• What you will do:
Copy out every line of the data from the one containing "Guideline: for every instance of the wooden reel, the" through the end, adding 16 to each x and y coordinate in the answer points. Keep all other text unchanged.

• Recorded information:
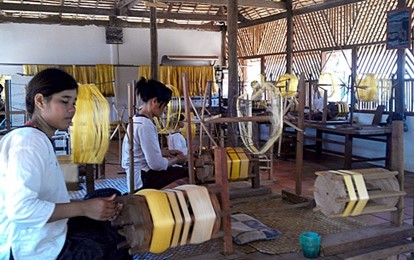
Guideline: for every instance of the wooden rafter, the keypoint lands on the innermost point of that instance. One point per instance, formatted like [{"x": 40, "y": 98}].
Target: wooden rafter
[{"x": 247, "y": 3}]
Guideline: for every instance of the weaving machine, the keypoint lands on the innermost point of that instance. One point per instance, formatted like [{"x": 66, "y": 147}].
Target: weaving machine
[
  {"x": 345, "y": 193},
  {"x": 241, "y": 166},
  {"x": 155, "y": 220}
]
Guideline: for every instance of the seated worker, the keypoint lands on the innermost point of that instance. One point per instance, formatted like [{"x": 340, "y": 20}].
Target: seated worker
[
  {"x": 37, "y": 218},
  {"x": 152, "y": 166},
  {"x": 175, "y": 140},
  {"x": 2, "y": 106}
]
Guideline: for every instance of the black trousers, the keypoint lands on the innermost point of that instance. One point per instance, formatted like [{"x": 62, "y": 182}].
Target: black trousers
[{"x": 159, "y": 179}]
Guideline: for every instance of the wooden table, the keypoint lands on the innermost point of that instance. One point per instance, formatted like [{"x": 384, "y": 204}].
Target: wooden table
[{"x": 350, "y": 132}]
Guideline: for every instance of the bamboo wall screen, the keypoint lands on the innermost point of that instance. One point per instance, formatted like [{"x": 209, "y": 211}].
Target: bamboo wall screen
[{"x": 361, "y": 25}]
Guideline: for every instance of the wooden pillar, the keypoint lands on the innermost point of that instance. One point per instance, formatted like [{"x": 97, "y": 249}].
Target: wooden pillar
[
  {"x": 289, "y": 37},
  {"x": 397, "y": 162},
  {"x": 233, "y": 68},
  {"x": 130, "y": 134},
  {"x": 221, "y": 179},
  {"x": 153, "y": 43},
  {"x": 223, "y": 52},
  {"x": 352, "y": 82},
  {"x": 7, "y": 107},
  {"x": 192, "y": 179}
]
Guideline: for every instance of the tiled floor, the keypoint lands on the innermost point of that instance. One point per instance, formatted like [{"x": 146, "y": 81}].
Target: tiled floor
[{"x": 284, "y": 175}]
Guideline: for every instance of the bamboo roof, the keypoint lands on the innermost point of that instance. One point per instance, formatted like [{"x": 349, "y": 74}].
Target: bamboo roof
[{"x": 185, "y": 14}]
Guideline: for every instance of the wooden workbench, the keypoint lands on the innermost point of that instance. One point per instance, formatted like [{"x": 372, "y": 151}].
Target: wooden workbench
[{"x": 349, "y": 132}]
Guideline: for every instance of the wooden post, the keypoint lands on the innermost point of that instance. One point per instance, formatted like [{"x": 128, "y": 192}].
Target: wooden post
[
  {"x": 233, "y": 68},
  {"x": 130, "y": 133},
  {"x": 7, "y": 87},
  {"x": 397, "y": 162},
  {"x": 153, "y": 43},
  {"x": 289, "y": 36},
  {"x": 300, "y": 138},
  {"x": 221, "y": 179},
  {"x": 192, "y": 179}
]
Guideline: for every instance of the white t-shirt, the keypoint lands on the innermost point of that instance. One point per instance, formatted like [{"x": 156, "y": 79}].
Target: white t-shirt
[
  {"x": 176, "y": 141},
  {"x": 146, "y": 149},
  {"x": 31, "y": 182}
]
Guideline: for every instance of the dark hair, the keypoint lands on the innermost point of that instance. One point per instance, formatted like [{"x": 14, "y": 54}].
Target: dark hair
[
  {"x": 148, "y": 89},
  {"x": 48, "y": 82}
]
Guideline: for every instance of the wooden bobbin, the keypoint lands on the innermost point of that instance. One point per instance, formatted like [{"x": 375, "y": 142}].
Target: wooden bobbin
[
  {"x": 196, "y": 212},
  {"x": 135, "y": 223},
  {"x": 350, "y": 193},
  {"x": 238, "y": 161}
]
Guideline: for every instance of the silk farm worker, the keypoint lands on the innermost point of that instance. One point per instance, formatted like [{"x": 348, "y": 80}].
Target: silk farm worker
[
  {"x": 153, "y": 167},
  {"x": 37, "y": 218},
  {"x": 176, "y": 140}
]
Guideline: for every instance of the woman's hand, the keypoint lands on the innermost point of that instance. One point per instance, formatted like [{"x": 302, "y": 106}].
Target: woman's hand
[
  {"x": 181, "y": 159},
  {"x": 171, "y": 153},
  {"x": 102, "y": 208}
]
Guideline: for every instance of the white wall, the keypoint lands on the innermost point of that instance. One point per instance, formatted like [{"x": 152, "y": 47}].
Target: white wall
[
  {"x": 373, "y": 149},
  {"x": 85, "y": 45}
]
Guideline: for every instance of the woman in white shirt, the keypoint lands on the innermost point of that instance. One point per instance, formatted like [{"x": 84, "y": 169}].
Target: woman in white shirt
[
  {"x": 34, "y": 201},
  {"x": 153, "y": 167},
  {"x": 176, "y": 140}
]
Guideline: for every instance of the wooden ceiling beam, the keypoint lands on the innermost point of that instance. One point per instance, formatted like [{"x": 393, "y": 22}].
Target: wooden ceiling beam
[
  {"x": 246, "y": 3},
  {"x": 304, "y": 10},
  {"x": 107, "y": 12},
  {"x": 119, "y": 23}
]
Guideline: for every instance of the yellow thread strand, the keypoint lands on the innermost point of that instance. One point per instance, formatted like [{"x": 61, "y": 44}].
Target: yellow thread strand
[
  {"x": 90, "y": 131},
  {"x": 244, "y": 162},
  {"x": 274, "y": 108},
  {"x": 163, "y": 220},
  {"x": 350, "y": 190},
  {"x": 236, "y": 163},
  {"x": 178, "y": 219},
  {"x": 187, "y": 220},
  {"x": 361, "y": 191},
  {"x": 203, "y": 212}
]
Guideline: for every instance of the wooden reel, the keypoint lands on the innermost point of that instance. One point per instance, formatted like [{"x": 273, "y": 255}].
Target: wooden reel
[
  {"x": 350, "y": 193},
  {"x": 240, "y": 165},
  {"x": 193, "y": 218}
]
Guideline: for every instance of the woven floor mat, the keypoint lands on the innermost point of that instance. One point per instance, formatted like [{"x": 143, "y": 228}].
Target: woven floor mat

• Answer for the task:
Guideline: for every instance of the wooden reel, the keypoint lands on the innermost point of that instance. One point per instance, formatted like [{"x": 273, "y": 255}].
Target: wooden reel
[
  {"x": 366, "y": 209},
  {"x": 256, "y": 181},
  {"x": 209, "y": 234}
]
Guideline: for every instance of the woven floor mat, the keypoint lands on the innermost point of that instance. One point per instance, formatted like [{"x": 143, "y": 228}].
Target: woven floor mat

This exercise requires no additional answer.